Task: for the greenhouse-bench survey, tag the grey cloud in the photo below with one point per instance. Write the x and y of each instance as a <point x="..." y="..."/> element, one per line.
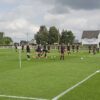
<point x="80" y="4"/>
<point x="62" y="6"/>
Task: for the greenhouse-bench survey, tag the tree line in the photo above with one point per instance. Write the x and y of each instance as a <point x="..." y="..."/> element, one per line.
<point x="53" y="35"/>
<point x="4" y="40"/>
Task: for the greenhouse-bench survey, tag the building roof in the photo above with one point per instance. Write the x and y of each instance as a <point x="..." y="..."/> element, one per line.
<point x="90" y="34"/>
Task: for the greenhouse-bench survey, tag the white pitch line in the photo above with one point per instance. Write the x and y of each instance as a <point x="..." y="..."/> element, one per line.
<point x="76" y="85"/>
<point x="20" y="97"/>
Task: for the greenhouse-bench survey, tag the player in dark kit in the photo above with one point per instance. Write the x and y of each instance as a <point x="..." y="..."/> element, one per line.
<point x="62" y="51"/>
<point x="28" y="52"/>
<point x="68" y="49"/>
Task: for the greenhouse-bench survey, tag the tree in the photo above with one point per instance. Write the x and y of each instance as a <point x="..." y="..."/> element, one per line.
<point x="1" y="35"/>
<point x="7" y="40"/>
<point x="54" y="35"/>
<point x="41" y="37"/>
<point x="67" y="37"/>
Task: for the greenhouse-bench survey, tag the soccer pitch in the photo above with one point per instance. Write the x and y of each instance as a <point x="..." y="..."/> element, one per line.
<point x="51" y="78"/>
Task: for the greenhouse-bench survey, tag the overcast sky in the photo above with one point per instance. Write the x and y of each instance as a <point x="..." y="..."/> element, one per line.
<point x="17" y="17"/>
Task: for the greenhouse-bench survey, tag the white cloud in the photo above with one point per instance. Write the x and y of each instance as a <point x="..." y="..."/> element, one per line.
<point x="17" y="17"/>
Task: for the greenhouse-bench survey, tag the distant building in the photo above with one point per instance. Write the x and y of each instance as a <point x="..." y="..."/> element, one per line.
<point x="91" y="37"/>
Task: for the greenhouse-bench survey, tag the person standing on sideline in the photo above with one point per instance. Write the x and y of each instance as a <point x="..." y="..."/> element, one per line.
<point x="45" y="51"/>
<point x="73" y="47"/>
<point x="16" y="47"/>
<point x="28" y="51"/>
<point x="48" y="48"/>
<point x="62" y="51"/>
<point x="89" y="49"/>
<point x="94" y="49"/>
<point x="39" y="51"/>
<point x="22" y="47"/>
<point x="77" y="48"/>
<point x="68" y="49"/>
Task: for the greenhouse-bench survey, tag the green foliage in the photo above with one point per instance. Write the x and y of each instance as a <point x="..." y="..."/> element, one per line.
<point x="4" y="40"/>
<point x="7" y="40"/>
<point x="1" y="35"/>
<point x="47" y="78"/>
<point x="53" y="35"/>
<point x="42" y="36"/>
<point x="67" y="37"/>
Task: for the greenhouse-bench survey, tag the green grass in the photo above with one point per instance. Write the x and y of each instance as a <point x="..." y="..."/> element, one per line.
<point x="47" y="78"/>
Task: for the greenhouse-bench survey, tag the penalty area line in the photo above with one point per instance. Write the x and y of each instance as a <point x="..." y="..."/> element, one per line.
<point x="21" y="97"/>
<point x="76" y="85"/>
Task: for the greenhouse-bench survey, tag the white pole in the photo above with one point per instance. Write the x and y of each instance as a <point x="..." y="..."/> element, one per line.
<point x="20" y="62"/>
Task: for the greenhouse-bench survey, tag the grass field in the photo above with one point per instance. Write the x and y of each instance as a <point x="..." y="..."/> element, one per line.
<point x="48" y="78"/>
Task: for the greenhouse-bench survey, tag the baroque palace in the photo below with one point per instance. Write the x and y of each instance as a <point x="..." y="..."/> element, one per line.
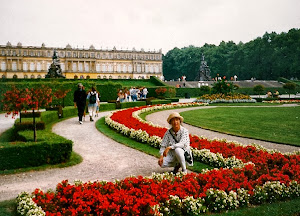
<point x="33" y="62"/>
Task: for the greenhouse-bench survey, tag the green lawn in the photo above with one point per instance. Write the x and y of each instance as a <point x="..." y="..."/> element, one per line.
<point x="276" y="124"/>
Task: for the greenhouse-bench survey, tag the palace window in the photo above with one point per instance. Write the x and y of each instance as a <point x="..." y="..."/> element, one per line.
<point x="139" y="68"/>
<point x="14" y="66"/>
<point x="119" y="68"/>
<point x="80" y="67"/>
<point x="103" y="68"/>
<point x="86" y="67"/>
<point x="124" y="68"/>
<point x="98" y="67"/>
<point x="38" y="66"/>
<point x="74" y="67"/>
<point x="110" y="68"/>
<point x="130" y="68"/>
<point x="3" y="66"/>
<point x="25" y="66"/>
<point x="31" y="66"/>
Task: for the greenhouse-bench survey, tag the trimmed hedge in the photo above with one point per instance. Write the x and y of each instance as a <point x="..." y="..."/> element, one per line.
<point x="153" y="102"/>
<point x="29" y="114"/>
<point x="132" y="104"/>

[Directions for this task]:
Above are the records; copy them exactly without the pictures.

[Output]:
Task: for the greenhouse-bench survey, tag the grey cloud in the photo below with one point per instance. Write the x and y of each instance as a <point x="..." y="..."/> element, one per line.
<point x="80" y="4"/>
<point x="62" y="6"/>
Task: for the greenhouse-bench survey, tag the tree line in the photo above with one point per instance. Write the x and y of each instance as a <point x="..." y="..."/> element, one per line.
<point x="53" y="35"/>
<point x="4" y="40"/>
Task: for the greenhouse-bench survey, tag the building roof in the photo above with one point per instance. Write the x and y of each instance as a <point x="..." y="..."/> element, one per line.
<point x="90" y="34"/>
Task: for the greenhouse-bench survey, tag the white pitch line in the photo above with one point per instance. Write the x and y of each instance as a <point x="..." y="..."/> element, one per line.
<point x="76" y="85"/>
<point x="20" y="97"/>
Task: for the greenhouse-bench survey, tag the player in dark kit in the photo above with one point per instance. Write the x and y of each instance as a <point x="..." y="..."/> element, one per line.
<point x="62" y="51"/>
<point x="28" y="52"/>
<point x="68" y="49"/>
Task: for the greenhouse-bench survey, tag the tree in the photo above with one point per instance. Write the x and y of each instance as a <point x="..." y="..."/> element, one per line.
<point x="1" y="35"/>
<point x="7" y="40"/>
<point x="54" y="35"/>
<point x="41" y="37"/>
<point x="67" y="37"/>
Task: for the greenhouse-bench survey, tag the soccer pitch in the photo above with one point per instance. Write the x and y of each instance as a <point x="..." y="..."/> element, one per line.
<point x="51" y="78"/>
Task: for the greenhouse-bench survey, tag the overcast sky in the photo above with one point per instance. Write the x and y of each instance as a <point x="..." y="..."/> element, one per line.
<point x="17" y="17"/>
Task: for the greenhouse-bench survey, tag the white cloud in the photo above with one point per instance. Write the x and y of each instance as a <point x="..." y="..."/> element, one per line.
<point x="17" y="17"/>
Task: for the greenhouse-bench survey, tag the distant building in the photo above with one point per instance. Write the x and y of each instance as a <point x="..." y="..."/> element, one per line.
<point x="91" y="37"/>
Task: for the greenhouse-bench survey, tag the person standing on sideline in the photo above with one point per instance. Write the x and y of each instance as a <point x="..." y="..."/> element, one per line.
<point x="45" y="51"/>
<point x="73" y="47"/>
<point x="16" y="47"/>
<point x="28" y="51"/>
<point x="48" y="48"/>
<point x="62" y="51"/>
<point x="89" y="49"/>
<point x="94" y="49"/>
<point x="39" y="51"/>
<point x="22" y="47"/>
<point x="77" y="48"/>
<point x="68" y="49"/>
Task: for the greenhouse-bench survey, tag the green foliage in the photo above with one point per instance. Write the x and y of each instance as a <point x="..." y="..."/> element, one per line.
<point x="4" y="40"/>
<point x="7" y="40"/>
<point x="1" y="35"/>
<point x="47" y="78"/>
<point x="53" y="35"/>
<point x="42" y="36"/>
<point x="67" y="37"/>
Task: for the greenhouse-bench survey, tag the green grass in the photo above with one point per instance. Write the x and y of each instance as a <point x="..." y="..."/> element, one per line.
<point x="47" y="78"/>
Task: for the greenhouse-bench survey, tag the penalty area line in the photo above with one point per instance. Write the x and y of each instance as a <point x="..." y="..."/> element, one per line.
<point x="21" y="97"/>
<point x="76" y="85"/>
Task: for the greenhouse-bench survey, tag the white pole in the photo above with one point per instance. Write the x and y of each instance as a <point x="..." y="..."/> element, one per line.
<point x="20" y="62"/>
Task: for the greenhouse-bench survey, tag the grass field in the photo above with one point per instance. Write the x and y of each instance as a <point x="..." y="..."/> element, one per line.
<point x="48" y="78"/>
Task: for the greenhouse-bench survey, tag the baroque palace in the photo below with one point per instance. Write the x and y of each instance as a <point x="..." y="..."/> element, one per line.
<point x="33" y="62"/>
Task: for the greenhouse-bench survey, tag the green lawn in the photo above with one point per instance. Write the x and y of each instance as a <point x="..." y="..."/> element, one per line.
<point x="276" y="124"/>
Task: for the greenhouse-bench survey, tag the palace window in the photo above with one point per instance. Write the x and y of each instance as a <point x="..." y="..."/> element, one per line.
<point x="139" y="68"/>
<point x="14" y="66"/>
<point x="119" y="68"/>
<point x="80" y="67"/>
<point x="103" y="68"/>
<point x="86" y="67"/>
<point x="124" y="68"/>
<point x="98" y="67"/>
<point x="38" y="66"/>
<point x="74" y="67"/>
<point x="110" y="68"/>
<point x="130" y="68"/>
<point x="3" y="66"/>
<point x="25" y="66"/>
<point x="31" y="66"/>
Task: for the greenhouse-bench survey, tag the trimmed hedge in the photo above with one point per instance. Write the x and y of each instance as a <point x="..." y="..."/> element, one per line.
<point x="153" y="102"/>
<point x="29" y="114"/>
<point x="132" y="104"/>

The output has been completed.